--- Reading passage ---
This is mentioned in the "Limitations of GitHub Actions in the past"
section of
the FLIP. Does this also apply to the Apache INFRA setup or can we expect
contributors' runs executed there too? As you mentioned in the FLIP,
there
are
some timeout-related test discrepancies between different setups. Similar
discrepancies could manifest themselves between the Github runners and
the
Apache INFRA runners. It would be great if we should have a uniform
setup,
where if tests pass in the individual CI, they also pass in the main
runner
and
vice versa.  Currently we have such memory limits-related issues in
individual
vs main Azure CI pipelines.

2. Disable Flink’s CI bot for PRs if step #1 is considered successful
3. Join trial program for ephemeral GHA runners
Due to potential new kinds of instabilities manifesting themselves in the
new setup,
can we keep both CIs running in parallel and keep relying on the existing
one until
we are confident in the tests stability on the new ephemeral GHA infra
(skip 2.)?

Best,
Alex

On Wed, 29 Nov 2023 at 13:42, Xintong Song <tonysong...@gmail.com>
wrote:

Thanks for the efforts, Matthias.


I think it would be helpful if we can at the end migrate the CI to an
ASF-managed Github Action, as long as it provides us a similar
computation
capacity and stability. Given that the proposal is only to start a
trial
and investigate whether the migration is feasible, I don't see much
concern
in this.


I have only one suggestion and one question.

- Regarding the migration plan, I wonder if we should not disable the
CI
bot until we fully decide to migrate to Github Actions? In case the
nightly
runs don't really work well, it might be debatable whether we should
maintain the CI in two places (i.e. PRs on Github Actions and cron
builds
on Azure).

- What exactly are the changes that would affect contributors during
the
trial period? Is it only an additional CI report that you can
potentially
just ignore? Or would there be some larger impacts, e.g. you cannot
merge a
PR if the Github Action CI is not passed (I don't know, I just made
this
up)?
--- Entries shown ---
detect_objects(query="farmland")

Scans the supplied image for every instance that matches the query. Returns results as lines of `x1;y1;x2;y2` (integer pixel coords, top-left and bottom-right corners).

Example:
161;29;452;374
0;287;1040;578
---
Goal 1:
Answer these questions using the CI discussion.
(a) In which pipelines are memory limits-related issues said to occur at present?
(b) Who is thanked for the efforts?
(c) Where would the cron builds run if the CI were maintained in two places?
Goal 2:
Replace "computation" with "computing" and write out the CI discussion from "I think it would" to "and one question.".

Written answer 1:
(a) In the individual vs main Azure CI pipelines.
(b) Matthias.
(c) On Azure.

Written answer 2:
I think it would be helpful if we can at the end migrate the CI to an
ASF-managed Github Action, as long as it provides us a similar
computing
capacity and stability. Given that the proposal is only to start a
trial
and investigate whether the migration is feasible, I don't see much
concern
in this.


I have only one suggestion and one question.